Exercise details - Update the lines below by replacing every instance of "kitchen" with "galley". Leave all other text unchanged.

>>

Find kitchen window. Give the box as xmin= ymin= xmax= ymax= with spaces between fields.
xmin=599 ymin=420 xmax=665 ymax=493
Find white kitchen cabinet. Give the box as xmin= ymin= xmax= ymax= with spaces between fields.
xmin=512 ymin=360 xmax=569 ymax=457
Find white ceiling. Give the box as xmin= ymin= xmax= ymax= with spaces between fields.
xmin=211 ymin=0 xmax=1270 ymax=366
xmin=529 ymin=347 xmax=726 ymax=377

<<

Expected answer -
Find galley window. Give the box as xmin= ymin= xmax= ymax= with spaces between fields.
xmin=599 ymin=420 xmax=665 ymax=493
Find white galley cabinet. Give the box as xmin= ymin= xmax= ymax= with spaces between fields.
xmin=512 ymin=360 xmax=569 ymax=457
Find white ceiling. Give the box as xmin= ymin= xmax= ymax= with spaces between fields.
xmin=211 ymin=0 xmax=1270 ymax=366
xmin=529 ymin=347 xmax=726 ymax=377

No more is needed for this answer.